> [TO DO] Quote the passage below on using required minimum distributions, from "2. Reinvest" to "or an annuity.".

But what if you don’t need the money?

If you don’t happen to need the money when an RMD is due, it makes sense to get strategic and find beneficial ways to use the funds. Here are five straightforward strategies to get you started.

Doodles of a pie chart and a clock with a note that says Required Minimum Distribution.

Image source: Getty Images.

1. Tuck it away for a rainy day

Even if you don’t need the funds to pay everyday expenses, you’ve lived long enough to know that emergencies are inevitable. Whether that emergency is a flooded basement or a ski accident in Vermont, how nice would it be to know you have the cash to cover the issue?

2. Reinvest

The fact that you must take RMDs doesn’t mean you can’t reinvest the funds. If you don’t need the money immediately, allow it to continue to grow by putting it in a taxable brokerage account, high-interest savings account, or an annuity.

3. Dedicate it to medical care

Even if you’re healthy every day for the rest of your life, you’re going to have medical expenses. If nothing else, you’ll probably be paying Medicare premiums. If you don’t need your RMDs, put the money in an easy-to-access account to cover premiums, prescriptions, exercise equipment, or anything else that allows you to live your best life.

4. Pay down debt

If you’re carrying debt, the funds withdrawn from an RMD are a great way to rid yourself of that burden. Let’s say you have a $5,000 balance on a credit card with an APR of 20%. Paying it off is like earning 20% on the $5,000.

Collection entries
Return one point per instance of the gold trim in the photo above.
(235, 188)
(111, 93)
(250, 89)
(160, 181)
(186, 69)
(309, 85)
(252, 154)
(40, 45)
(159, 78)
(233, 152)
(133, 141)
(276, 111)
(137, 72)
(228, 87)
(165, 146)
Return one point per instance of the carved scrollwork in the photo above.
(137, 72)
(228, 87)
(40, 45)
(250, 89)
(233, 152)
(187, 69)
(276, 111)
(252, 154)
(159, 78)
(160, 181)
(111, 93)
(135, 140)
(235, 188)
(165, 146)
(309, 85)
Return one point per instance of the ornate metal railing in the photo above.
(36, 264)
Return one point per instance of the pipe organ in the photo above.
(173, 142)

> [WRITTEN ANSWER]
2. Reinvest

The fact that you must take RMDs doesn’t mean you can’t reinvest the funds. If you don’t need the money immediately, allow it to continue to grow by putting it in a taxable brokerage account, high-interest savings account, or an annuity.